Collected data:
※ ※ ※

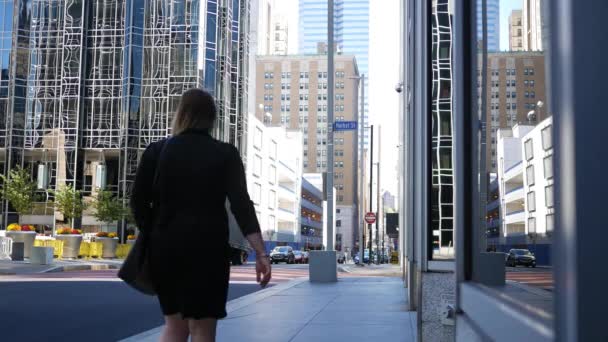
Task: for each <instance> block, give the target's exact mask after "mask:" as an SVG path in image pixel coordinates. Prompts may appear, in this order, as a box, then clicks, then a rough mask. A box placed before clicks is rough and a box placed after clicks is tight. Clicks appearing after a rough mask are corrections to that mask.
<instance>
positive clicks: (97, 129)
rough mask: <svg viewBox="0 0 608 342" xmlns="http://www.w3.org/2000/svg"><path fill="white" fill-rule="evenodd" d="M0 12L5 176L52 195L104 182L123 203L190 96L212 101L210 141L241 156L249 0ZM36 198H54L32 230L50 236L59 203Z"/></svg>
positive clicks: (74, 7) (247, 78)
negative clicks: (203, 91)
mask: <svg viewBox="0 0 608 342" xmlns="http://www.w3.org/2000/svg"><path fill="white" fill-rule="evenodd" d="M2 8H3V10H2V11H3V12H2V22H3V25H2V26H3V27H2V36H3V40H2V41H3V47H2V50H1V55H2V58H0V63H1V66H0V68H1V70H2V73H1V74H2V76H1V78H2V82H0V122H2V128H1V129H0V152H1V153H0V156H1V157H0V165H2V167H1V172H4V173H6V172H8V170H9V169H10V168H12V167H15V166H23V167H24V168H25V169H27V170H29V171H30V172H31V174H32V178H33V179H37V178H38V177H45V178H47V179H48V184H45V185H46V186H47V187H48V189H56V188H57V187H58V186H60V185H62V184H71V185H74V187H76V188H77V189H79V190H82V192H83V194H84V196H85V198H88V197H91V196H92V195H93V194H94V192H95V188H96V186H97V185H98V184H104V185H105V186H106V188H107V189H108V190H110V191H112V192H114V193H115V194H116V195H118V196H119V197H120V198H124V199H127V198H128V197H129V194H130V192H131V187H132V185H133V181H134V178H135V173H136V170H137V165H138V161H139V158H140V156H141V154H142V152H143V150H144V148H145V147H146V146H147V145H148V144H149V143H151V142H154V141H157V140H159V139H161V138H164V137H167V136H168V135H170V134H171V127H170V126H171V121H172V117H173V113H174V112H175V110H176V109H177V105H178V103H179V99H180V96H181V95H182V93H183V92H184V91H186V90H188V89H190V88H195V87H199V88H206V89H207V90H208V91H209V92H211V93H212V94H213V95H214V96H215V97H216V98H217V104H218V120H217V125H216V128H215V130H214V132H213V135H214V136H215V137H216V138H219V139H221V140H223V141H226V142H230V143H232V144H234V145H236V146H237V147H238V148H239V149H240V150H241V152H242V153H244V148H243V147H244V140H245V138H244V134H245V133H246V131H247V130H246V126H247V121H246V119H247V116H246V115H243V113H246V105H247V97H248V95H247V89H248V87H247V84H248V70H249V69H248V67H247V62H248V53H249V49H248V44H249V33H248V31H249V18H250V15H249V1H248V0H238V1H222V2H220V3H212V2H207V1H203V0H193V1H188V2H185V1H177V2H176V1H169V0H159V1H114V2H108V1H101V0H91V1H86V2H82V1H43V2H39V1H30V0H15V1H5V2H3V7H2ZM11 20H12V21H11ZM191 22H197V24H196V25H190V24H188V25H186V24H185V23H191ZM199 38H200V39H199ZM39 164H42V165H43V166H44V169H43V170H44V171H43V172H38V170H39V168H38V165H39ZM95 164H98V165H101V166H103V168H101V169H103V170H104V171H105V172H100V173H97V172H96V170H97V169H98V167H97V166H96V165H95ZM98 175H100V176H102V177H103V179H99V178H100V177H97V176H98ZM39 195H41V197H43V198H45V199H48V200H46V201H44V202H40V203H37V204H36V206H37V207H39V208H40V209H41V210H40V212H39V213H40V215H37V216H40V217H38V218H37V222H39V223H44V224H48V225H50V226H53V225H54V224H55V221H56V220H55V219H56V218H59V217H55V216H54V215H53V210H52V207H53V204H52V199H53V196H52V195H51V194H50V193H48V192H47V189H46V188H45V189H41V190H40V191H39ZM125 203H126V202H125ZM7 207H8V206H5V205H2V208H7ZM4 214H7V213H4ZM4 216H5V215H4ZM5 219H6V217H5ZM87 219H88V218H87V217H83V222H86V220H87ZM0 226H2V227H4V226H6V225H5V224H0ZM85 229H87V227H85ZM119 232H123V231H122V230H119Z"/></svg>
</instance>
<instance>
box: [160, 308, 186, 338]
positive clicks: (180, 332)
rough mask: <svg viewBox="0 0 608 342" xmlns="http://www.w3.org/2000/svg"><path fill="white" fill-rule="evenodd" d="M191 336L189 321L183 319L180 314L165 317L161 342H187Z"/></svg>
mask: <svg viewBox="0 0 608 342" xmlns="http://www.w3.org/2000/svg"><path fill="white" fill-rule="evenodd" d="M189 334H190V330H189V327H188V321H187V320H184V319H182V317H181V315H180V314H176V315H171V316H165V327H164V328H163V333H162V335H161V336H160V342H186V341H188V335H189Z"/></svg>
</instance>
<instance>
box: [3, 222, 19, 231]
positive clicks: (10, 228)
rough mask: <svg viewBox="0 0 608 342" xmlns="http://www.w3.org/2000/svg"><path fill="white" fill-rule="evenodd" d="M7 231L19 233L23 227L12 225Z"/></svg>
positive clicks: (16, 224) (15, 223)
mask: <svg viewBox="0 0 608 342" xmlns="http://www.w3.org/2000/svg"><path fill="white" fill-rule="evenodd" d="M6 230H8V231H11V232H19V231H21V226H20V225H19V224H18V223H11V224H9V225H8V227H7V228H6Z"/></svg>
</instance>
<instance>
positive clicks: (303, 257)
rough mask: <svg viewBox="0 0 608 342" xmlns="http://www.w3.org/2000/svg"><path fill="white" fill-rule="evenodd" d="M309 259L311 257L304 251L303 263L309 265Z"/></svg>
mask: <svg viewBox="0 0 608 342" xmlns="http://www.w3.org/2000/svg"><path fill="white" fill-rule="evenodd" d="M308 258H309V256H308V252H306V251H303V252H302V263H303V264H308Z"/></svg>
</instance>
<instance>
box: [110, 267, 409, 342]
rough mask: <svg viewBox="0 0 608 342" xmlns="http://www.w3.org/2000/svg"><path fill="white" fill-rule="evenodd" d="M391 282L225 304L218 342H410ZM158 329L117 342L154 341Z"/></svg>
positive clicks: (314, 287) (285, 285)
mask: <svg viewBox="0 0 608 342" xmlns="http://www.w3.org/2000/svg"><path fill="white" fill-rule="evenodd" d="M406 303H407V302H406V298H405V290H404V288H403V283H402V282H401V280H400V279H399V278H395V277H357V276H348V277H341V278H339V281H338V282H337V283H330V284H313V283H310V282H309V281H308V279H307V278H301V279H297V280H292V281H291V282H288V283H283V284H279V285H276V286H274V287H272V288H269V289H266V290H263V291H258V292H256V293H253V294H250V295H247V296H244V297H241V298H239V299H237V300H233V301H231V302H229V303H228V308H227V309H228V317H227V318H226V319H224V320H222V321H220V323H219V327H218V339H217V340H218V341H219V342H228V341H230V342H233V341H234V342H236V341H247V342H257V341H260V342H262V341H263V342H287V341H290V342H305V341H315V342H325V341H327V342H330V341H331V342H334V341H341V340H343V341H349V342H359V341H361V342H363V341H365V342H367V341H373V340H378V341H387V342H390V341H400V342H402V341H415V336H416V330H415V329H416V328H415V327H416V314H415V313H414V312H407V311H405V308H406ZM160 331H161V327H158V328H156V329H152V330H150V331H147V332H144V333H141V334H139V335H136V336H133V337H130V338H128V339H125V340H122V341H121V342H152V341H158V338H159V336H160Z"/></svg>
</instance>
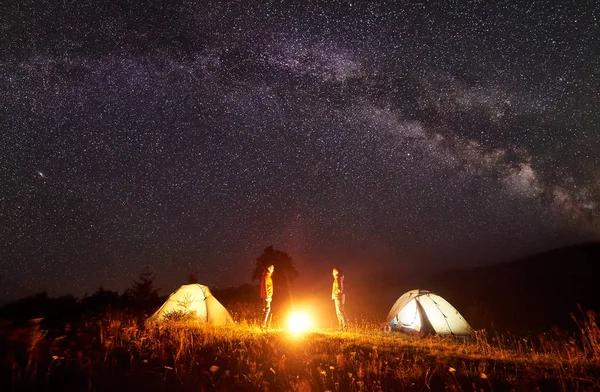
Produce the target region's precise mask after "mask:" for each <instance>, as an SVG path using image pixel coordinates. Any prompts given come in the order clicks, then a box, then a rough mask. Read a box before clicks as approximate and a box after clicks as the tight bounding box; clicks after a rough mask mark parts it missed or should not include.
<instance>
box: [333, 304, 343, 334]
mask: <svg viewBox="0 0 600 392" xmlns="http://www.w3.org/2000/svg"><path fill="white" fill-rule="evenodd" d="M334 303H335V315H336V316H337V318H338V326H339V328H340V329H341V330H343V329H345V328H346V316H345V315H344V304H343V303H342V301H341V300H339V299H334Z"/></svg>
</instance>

※ ※ ※

**Task requirements:** Every line in the records above that contains the word "after" should be copied out.

**Your response:**
Task: for each <instance> block, give the target's exact mask after "mask:" as an SVG path in image pixel coordinates. Prompts may appear, in this order, as a box, then clicks, then a rough mask. A box placed before clicks is rough and a box placed after clicks is tight. Clicks appearing after a rough mask are corrections to that mask.
Produce the target region's precise mask after "mask:" for each <instance>, as an SVG path using image pixel coordinates. Any prompts given come in the order clicks, then a box, then a rough mask. Read a box before clicks as approximate and a box after clicks as the tight bounding box; clicks after a rough mask mark parts it missed or should not include.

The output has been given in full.